## BEGIN

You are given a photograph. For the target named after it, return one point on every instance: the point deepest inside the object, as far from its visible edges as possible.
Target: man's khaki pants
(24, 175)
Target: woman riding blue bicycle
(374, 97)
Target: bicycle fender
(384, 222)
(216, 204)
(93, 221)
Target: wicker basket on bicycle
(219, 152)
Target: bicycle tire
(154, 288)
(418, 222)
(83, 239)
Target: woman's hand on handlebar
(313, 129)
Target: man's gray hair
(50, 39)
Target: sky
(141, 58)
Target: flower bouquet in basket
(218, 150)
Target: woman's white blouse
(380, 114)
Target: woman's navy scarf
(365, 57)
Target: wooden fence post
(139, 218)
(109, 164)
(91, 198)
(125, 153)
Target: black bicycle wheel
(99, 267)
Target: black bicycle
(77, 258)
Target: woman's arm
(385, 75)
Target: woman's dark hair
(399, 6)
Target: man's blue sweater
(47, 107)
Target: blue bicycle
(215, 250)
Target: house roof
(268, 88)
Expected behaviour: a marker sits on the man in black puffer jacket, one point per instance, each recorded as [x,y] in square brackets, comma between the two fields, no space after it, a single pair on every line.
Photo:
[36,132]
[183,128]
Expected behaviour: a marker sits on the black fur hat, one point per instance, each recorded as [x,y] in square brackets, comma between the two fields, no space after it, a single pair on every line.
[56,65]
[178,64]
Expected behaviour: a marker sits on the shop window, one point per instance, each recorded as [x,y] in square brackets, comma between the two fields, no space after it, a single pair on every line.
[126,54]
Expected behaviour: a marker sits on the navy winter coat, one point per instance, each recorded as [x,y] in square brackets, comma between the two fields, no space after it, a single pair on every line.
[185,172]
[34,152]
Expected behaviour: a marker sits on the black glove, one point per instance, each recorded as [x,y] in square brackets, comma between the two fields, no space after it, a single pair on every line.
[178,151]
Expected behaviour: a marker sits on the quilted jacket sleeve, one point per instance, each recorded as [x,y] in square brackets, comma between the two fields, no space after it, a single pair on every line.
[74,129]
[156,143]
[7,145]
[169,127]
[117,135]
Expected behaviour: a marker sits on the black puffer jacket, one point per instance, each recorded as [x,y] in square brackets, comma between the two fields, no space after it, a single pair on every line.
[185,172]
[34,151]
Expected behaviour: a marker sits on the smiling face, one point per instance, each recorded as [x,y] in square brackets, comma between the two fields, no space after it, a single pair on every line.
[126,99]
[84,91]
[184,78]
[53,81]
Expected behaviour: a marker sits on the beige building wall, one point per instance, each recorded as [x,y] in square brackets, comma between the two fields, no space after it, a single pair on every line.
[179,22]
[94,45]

## END

AIM: Output the full listing exactly as it stands.

FINAL ANSWER:
You are given a photograph. For the target named after it, return one point on every instance: the point deepest inside the object, as far from its visible edges as possible.
Target: man's khaki pants
(24, 175)
Target: woman riding blue bicycle
(374, 97)
Target: bicycle fender
(384, 222)
(216, 204)
(93, 221)
Target: wicker basket on bicycle
(219, 152)
Target: bicycle tire
(154, 288)
(418, 222)
(83, 239)
Target: woman's hand on handlebar
(313, 129)
Target: man's gray hair
(50, 39)
Target: sky
(141, 58)
Target: flower bouquet in basket
(218, 150)
Target: woman's white blouse
(380, 114)
Target: woman's navy scarf
(365, 57)
Target: wooden fence post
(139, 218)
(109, 164)
(91, 198)
(125, 153)
Target: black bicycle wheel
(99, 267)
Target: black bicycle
(77, 258)
Target: woman's arm
(385, 75)
Target: woman's dark hair
(399, 6)
Target: man's blue sweater
(47, 107)
Target: blue bicycle
(215, 250)
Target: house roof
(268, 88)
Expected behaviour: a marker sits on the man in black puffer jacket, one point per instance, each recorded as [x,y] in square brackets, comma between the two fields, no space after it, a single pair on every line.
Photo:
[36,132]
[183,128]
Expected behaviour: a marker sits on the black fur hat, one point per instance, each recorded as [x,y] in square brackets, comma between the two fields, no space after it, a single pair on every line.
[56,65]
[178,64]
Expected behaviour: a marker sits on the shop window, one point per instance, each recorded as [x,y] in square brackets, comma between the two fields, no space after it, a single pair on every line.
[126,54]
Expected behaviour: a marker sits on the navy winter coat, one point per instance, each recorded as [x,y] in square brackets, comma between the two fields, no space after it, a single pair on every line.
[185,172]
[34,152]
Expected behaviour: a marker sits on the black glove, one point per instance, each recorded as [x,y] in square brackets, comma between the two fields, no space after it, a single pair on every line.
[178,151]
Expected behaviour: a marker sits on the quilted jacket sleeve, one point per instance, each recorded as [x,y] in square brackets, comma between the two fields, no space after it, a single pair on every line.
[74,129]
[156,143]
[7,145]
[169,127]
[117,135]
Expected behaviour: a marker sits on the black puffer jacket, one point per instance, each recorded as [x,y] in square brackets, comma between the two fields, no space after it, a single pair on every line.
[185,172]
[34,151]
Expected behaviour: a marker sits on the smiling face, one point per instance, each recorded as [x,y] in square brackets, comma between the two fields, no space after it, a single pair on every line.
[126,99]
[84,91]
[184,78]
[53,81]
Expected behaviour: a marker sits on the beige building wall, one point per instance, each recorded as [x,y] in square brackets, comma between the two fields, no space after it, a single pair on every line.
[179,22]
[94,45]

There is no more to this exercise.